Stored items from a collection
◇ ◇ ◇ ◇ ◇

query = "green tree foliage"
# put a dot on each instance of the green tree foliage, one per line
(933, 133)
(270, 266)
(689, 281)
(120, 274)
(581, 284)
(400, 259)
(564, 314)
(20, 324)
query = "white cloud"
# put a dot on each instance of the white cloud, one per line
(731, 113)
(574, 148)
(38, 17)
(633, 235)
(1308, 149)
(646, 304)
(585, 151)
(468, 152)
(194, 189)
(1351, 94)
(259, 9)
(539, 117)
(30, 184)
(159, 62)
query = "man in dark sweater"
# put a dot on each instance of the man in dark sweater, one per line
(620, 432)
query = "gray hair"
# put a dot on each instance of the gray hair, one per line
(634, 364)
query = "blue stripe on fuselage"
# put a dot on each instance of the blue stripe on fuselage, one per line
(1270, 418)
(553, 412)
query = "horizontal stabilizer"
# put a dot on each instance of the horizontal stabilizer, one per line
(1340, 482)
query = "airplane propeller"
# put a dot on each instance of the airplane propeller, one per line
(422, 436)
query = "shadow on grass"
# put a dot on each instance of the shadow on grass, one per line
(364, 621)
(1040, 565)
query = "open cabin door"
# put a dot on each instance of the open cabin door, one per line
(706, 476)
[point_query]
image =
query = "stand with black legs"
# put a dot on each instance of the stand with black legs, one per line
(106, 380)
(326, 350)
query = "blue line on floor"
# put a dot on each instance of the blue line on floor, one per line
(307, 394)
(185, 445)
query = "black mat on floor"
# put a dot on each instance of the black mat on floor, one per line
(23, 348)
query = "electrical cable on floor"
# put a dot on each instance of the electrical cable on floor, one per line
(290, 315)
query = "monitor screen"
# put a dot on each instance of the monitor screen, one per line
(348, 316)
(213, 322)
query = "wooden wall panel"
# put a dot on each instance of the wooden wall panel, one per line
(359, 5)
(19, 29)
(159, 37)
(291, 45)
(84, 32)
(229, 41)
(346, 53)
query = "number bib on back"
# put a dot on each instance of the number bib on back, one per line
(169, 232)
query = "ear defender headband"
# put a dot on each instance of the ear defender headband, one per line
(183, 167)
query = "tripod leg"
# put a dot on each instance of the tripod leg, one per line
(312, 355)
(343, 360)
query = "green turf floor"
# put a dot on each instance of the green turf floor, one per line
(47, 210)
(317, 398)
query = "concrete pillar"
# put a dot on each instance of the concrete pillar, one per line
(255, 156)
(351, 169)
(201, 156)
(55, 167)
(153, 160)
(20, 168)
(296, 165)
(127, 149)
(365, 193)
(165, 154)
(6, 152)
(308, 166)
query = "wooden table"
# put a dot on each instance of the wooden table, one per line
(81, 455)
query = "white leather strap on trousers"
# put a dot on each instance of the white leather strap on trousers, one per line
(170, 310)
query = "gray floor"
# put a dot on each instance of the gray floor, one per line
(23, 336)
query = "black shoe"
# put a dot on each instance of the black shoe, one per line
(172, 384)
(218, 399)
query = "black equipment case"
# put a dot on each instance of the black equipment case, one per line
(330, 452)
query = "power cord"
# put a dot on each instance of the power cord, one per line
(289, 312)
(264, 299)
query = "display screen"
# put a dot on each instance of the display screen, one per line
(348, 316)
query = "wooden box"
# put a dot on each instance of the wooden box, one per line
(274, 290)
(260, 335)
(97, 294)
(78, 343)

◇ ◇ ◇ ◇ ◇

TASK TO COMPLETE: Emit verbatim the lines running from the one with "# put a dot on each instance of the ear" through the last line of the data, both endpoints inclusive.

SOLUTION FOR THIS EXERCISE:
# put a dot on each instance of the ear defender headband, one per line
(183, 167)
query = "tripod leg"
# put a dot on each instance of the tripod leg, one per line
(312, 355)
(343, 360)
query = "green turf floor"
# put a dot on each instance of the green turf floor, one per line
(47, 210)
(317, 398)
query = "concrete pillar"
# put a dot on each instance of the concrete pillar, one per line
(255, 156)
(351, 169)
(201, 156)
(55, 167)
(153, 160)
(20, 168)
(296, 165)
(127, 149)
(365, 193)
(165, 154)
(6, 152)
(308, 166)
query = "wooden table"
# put a dot on each instance of the wooden table, one per line
(81, 455)
query = "white leather strap on trousers"
# put a dot on each instance of the white leather strap on trousers, one per line
(170, 310)
query = "gray floor"
# put a dot on each instance of the gray floor, one per line
(23, 336)
query = "black shoe"
# put a dot on each instance of the black shoe, one per line
(172, 384)
(218, 399)
query = "black equipment case"
# put a dot on each instance of the black equipment case, one per line
(330, 452)
query = "power cord"
# put a dot on each instance of the power cord, one per line
(289, 312)
(264, 299)
query = "display screen"
# put a dot on each instance of the display screen, one per line
(348, 316)
query = "wooden box"
# put a dot on each instance of the wooden box, one per line
(274, 290)
(260, 335)
(97, 294)
(78, 343)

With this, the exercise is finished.